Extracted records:
● ● ● ●

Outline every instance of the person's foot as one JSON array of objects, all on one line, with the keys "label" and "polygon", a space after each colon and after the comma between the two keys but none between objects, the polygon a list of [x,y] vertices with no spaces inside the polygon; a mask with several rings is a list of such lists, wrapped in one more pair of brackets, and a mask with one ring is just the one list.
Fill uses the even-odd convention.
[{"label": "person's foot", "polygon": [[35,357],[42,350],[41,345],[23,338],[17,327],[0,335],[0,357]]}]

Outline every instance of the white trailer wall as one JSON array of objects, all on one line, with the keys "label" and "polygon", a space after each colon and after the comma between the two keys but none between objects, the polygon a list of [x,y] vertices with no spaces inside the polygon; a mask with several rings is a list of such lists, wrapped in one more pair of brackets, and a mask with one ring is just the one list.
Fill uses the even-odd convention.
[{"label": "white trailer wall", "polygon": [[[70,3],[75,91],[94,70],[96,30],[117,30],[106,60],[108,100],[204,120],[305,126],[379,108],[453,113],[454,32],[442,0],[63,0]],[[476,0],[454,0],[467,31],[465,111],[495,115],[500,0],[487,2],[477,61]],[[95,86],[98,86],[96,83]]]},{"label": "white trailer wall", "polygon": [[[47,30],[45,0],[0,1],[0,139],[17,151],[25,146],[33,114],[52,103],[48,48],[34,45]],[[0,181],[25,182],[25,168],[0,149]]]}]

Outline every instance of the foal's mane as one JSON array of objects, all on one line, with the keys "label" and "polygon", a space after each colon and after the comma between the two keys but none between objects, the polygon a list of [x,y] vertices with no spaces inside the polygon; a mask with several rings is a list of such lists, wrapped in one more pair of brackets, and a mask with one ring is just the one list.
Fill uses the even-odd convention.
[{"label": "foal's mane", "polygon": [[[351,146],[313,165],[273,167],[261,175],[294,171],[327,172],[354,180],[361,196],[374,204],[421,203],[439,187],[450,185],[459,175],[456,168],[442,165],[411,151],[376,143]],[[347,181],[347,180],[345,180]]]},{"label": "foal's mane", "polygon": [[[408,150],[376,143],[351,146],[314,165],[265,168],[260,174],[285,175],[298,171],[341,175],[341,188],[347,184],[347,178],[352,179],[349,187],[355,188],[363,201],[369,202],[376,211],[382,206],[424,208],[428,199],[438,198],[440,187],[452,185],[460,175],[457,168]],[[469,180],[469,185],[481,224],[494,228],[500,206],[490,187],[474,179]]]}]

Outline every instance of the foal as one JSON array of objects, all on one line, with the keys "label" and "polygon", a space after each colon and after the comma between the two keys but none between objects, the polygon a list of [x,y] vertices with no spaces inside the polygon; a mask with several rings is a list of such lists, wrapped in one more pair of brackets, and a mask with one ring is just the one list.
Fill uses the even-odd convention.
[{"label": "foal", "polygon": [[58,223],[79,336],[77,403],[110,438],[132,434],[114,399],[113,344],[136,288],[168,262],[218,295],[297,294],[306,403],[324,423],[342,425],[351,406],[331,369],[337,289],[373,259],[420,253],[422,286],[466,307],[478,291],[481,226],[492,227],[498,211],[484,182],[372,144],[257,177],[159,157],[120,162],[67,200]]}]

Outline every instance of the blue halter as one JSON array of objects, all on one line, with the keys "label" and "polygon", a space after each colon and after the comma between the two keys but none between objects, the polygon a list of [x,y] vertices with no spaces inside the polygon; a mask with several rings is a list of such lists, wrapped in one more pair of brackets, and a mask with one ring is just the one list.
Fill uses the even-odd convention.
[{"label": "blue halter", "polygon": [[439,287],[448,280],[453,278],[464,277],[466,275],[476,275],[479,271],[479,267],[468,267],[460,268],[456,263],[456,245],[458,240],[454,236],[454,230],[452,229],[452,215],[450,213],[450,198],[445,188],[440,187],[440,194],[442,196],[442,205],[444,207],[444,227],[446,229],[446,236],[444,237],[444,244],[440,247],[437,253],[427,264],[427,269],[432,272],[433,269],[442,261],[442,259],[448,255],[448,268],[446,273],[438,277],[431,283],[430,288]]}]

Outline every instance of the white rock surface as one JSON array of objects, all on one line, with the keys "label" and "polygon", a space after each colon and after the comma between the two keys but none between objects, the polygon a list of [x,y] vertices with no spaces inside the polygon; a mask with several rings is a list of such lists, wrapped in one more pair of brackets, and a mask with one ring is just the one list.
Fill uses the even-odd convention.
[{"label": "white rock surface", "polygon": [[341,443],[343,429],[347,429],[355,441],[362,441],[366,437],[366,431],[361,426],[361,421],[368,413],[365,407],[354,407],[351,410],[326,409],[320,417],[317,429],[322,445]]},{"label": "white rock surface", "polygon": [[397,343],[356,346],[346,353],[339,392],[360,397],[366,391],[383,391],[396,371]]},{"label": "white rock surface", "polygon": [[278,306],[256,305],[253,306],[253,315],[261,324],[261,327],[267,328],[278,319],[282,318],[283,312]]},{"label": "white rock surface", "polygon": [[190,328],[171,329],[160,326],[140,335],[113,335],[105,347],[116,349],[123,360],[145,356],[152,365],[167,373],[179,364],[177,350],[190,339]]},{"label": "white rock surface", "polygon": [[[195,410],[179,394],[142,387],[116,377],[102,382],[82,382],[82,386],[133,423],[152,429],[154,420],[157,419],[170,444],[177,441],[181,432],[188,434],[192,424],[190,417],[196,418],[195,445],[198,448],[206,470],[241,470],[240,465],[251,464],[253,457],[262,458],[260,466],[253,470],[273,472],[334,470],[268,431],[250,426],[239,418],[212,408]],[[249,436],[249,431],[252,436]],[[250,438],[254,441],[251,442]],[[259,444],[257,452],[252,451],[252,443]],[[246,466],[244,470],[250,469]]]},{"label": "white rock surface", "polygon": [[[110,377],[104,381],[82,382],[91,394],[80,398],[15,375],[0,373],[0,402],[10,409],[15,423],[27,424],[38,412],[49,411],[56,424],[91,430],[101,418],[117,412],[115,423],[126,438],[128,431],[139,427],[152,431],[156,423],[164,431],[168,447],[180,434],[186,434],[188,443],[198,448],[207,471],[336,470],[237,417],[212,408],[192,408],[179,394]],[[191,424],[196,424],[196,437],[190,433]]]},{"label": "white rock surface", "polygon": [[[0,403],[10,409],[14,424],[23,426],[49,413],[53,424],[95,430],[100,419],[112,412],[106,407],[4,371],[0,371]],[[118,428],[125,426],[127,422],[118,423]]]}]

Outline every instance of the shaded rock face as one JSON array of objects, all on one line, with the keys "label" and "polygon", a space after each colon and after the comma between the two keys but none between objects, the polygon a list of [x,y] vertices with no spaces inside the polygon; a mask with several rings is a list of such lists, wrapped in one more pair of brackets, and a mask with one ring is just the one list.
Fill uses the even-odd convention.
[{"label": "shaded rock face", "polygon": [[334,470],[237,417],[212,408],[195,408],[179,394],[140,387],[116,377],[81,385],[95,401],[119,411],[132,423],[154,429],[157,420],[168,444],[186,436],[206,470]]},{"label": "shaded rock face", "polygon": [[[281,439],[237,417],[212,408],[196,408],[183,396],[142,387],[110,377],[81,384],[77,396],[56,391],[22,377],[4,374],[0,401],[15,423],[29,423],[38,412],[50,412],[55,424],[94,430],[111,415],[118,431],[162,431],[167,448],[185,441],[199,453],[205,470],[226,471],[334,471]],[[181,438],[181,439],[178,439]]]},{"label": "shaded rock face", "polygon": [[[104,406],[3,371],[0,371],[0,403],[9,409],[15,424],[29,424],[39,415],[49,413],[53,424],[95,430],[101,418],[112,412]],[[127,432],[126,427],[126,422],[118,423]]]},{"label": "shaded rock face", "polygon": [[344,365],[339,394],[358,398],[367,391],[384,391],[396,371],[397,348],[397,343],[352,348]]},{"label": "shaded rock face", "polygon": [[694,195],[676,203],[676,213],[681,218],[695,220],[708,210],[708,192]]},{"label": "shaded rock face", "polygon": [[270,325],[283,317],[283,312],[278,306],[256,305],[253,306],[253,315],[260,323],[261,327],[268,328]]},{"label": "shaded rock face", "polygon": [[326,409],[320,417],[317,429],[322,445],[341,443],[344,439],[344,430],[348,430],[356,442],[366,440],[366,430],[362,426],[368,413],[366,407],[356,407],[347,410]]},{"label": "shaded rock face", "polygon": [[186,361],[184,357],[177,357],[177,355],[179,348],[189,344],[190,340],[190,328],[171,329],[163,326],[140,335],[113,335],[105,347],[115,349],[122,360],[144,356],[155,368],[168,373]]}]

● ● ● ●

- [Short problem]:
Count the lines in the records that contain the string "blue" and reply with that number alone.

- [Reply]:
2